▸ ENUNCIADO DA TAREFA: Segundo a entrevista com o shaper da Pro Ilha, em que fábrica Evandro Bonservizi teve a oportunidade de estagiar?

▸ DOCUMENTO:
^^^^^^^^
Evandro Bonservizi checa um shape na Pro Ilha.

Entrevistamos o renomado shaper da Pro Ilha, Evandro Bonservizi, 42 anos, profissional que conta com uma jornada de 30 anos no mundo das pranchas de surfe, marcada por experiências singulares e evolução constante. Essa é a história de alguém cuja ligação com o surfe foi selada ao ganhar uma prancha do irmão durante um período de férias na paradisíaca Bertioga (SP). Inspirado pelas páginas das revistas de surfe, em especial o saudoso Guia de Pranchas encartado na extinta revista Fluir, nosso entrevistado mergulhou de cabeça na arte de shapear.

Seu primeiro contato com a construção de pranchas envolveu materiais improvisados, como ralador de queijo e templates feitos à mão com cartolina, entre outros materiais improvisados. Sua trajetória tomou um rumo decisivo quando, após esse período inicial de trabalho, teve a oportunidade de estagiar na lendária fábrica Da Hui.
^^^^^^^^
▸ LINHAS EXIBIDAS:
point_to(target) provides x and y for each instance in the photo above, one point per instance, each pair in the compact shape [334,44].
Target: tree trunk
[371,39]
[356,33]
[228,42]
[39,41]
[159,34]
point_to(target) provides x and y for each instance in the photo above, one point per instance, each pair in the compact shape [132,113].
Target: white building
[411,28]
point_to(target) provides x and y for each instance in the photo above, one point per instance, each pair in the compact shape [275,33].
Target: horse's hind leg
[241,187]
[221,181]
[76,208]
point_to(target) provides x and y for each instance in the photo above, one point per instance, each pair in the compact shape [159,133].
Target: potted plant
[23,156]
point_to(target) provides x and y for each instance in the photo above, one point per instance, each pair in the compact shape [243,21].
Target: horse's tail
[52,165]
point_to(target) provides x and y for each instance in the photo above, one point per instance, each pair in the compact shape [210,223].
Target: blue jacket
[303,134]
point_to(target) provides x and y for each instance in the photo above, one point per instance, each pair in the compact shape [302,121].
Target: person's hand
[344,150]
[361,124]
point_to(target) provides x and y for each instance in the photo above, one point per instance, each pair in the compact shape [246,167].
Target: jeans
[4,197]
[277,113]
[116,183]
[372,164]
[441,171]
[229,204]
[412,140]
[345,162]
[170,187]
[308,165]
^^^^^^^^
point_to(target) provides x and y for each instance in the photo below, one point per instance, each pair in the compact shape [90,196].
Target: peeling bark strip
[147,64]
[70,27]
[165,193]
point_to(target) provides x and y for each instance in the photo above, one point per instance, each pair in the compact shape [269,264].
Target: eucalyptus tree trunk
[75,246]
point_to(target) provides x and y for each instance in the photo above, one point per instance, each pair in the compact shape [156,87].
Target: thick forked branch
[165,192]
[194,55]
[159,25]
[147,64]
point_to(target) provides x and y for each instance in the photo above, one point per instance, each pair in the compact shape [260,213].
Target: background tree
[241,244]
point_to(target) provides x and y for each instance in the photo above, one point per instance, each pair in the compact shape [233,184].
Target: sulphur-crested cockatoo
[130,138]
^^^^^^^^
▸ RESPOSTA DA TAREFA: Na lendária fábrica Da Hui.